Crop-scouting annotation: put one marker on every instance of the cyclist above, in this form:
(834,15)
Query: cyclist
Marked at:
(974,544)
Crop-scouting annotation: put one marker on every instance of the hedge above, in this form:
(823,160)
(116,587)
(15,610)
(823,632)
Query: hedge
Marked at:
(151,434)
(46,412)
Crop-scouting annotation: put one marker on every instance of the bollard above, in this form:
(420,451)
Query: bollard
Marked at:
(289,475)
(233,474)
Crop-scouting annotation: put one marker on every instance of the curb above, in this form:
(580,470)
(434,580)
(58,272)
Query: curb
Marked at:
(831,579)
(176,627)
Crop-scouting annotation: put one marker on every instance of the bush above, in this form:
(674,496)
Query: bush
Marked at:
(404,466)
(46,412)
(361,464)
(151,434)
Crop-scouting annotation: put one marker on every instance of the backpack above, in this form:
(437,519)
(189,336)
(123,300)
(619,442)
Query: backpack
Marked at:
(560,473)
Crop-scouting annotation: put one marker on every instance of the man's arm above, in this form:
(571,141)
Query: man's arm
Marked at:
**********
» **INSTRUCTIONS TO FOLLOW**
Review the preceding data and report every line that includes the string "backpack".

» **THE COMPLETED TASK**
Crop-scouting annotation: put one marker on every instance of the backpack above, in this form:
Query: backpack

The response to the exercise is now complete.